== Exercise ==
Can you write out all the lines word for word, with no pictures?

* Start *

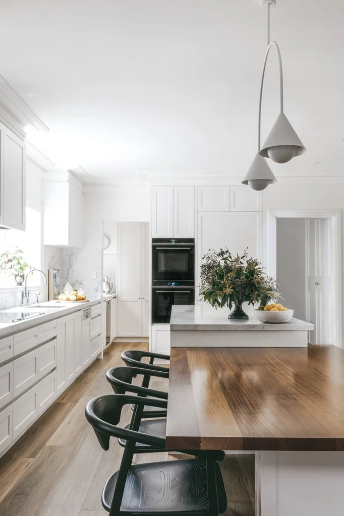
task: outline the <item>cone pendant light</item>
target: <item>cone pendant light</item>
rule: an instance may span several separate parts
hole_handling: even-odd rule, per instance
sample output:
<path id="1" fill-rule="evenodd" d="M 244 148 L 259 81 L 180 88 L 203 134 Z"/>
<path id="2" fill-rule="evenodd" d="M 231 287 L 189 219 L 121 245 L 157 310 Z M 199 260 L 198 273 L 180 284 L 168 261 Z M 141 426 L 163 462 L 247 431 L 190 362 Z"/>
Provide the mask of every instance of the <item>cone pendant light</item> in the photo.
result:
<path id="1" fill-rule="evenodd" d="M 270 41 L 270 6 L 274 5 L 276 0 L 263 0 L 261 5 L 267 5 L 268 10 L 268 48 L 265 54 L 260 83 L 258 129 L 258 153 L 242 182 L 249 185 L 253 190 L 264 190 L 269 185 L 276 182 L 265 158 L 270 158 L 276 163 L 286 163 L 295 156 L 300 156 L 306 152 L 301 140 L 293 129 L 291 124 L 283 112 L 283 72 L 280 47 L 275 41 Z M 280 67 L 280 99 L 281 112 L 266 141 L 260 148 L 261 125 L 261 99 L 264 84 L 265 70 L 269 54 L 274 46 L 277 51 Z M 259 158 L 260 159 L 259 159 Z"/>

* End *

== Task solution ==
task: outline the <item>cone pendant light</item>
target: <item>cone pendant light</item>
rule: an instance may span several separate parts
hole_handling: even-odd rule, per instance
sample output:
<path id="1" fill-rule="evenodd" d="M 244 148 L 259 81 L 180 88 L 203 134 Z"/>
<path id="2" fill-rule="evenodd" d="M 231 287 L 189 219 L 121 245 L 157 310 Z M 199 260 L 198 273 L 180 284 L 168 261 Z M 141 426 L 163 462 L 247 431 L 190 362 Z"/>
Provide the mask of every instance of the <item>cone pendant light</item> in the photo.
result:
<path id="1" fill-rule="evenodd" d="M 270 41 L 270 6 L 274 5 L 276 0 L 263 0 L 261 5 L 267 5 L 268 10 L 268 48 L 265 54 L 260 83 L 258 129 L 258 153 L 242 182 L 249 185 L 253 190 L 264 190 L 269 185 L 276 182 L 265 158 L 270 158 L 276 163 L 286 163 L 295 156 L 300 156 L 306 152 L 301 140 L 293 129 L 291 124 L 283 112 L 283 72 L 280 47 L 275 41 Z M 280 67 L 280 99 L 281 112 L 266 141 L 260 148 L 261 125 L 261 99 L 264 84 L 265 70 L 269 54 L 274 46 L 277 51 Z M 259 158 L 260 159 L 259 159 Z"/>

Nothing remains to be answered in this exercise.